(Saved entries)
◆ ◆ ◆ ◆ ◆ ◆ ◆
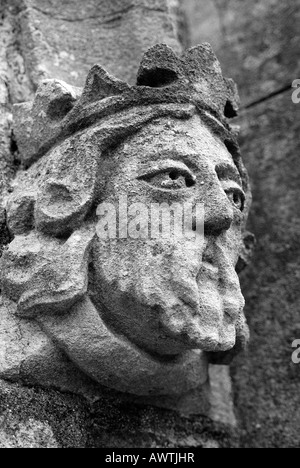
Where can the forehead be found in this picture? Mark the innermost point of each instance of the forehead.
(170, 137)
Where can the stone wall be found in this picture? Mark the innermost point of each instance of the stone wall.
(258, 45)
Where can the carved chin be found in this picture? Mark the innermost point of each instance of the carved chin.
(208, 328)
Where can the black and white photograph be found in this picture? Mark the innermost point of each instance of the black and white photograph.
(149, 226)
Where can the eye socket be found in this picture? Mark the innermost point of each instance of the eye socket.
(170, 179)
(236, 197)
◆ ◆ ◆ ◆ ◆ ◆ ◆
### INSTRUCTIONS TO FOLLOW
Please write out, exactly as they appear, the lines from the one containing "Where can the black" through the last line of the records above, and nothing more.

### RESPONSE
Where can the black and white photograph be found in this picture? Mark the innermost point of each instance of the black and white photograph.
(149, 226)
Where can the eye socket be found in this picture? Mark the innermost point of each instance of the eye socket.
(170, 179)
(236, 197)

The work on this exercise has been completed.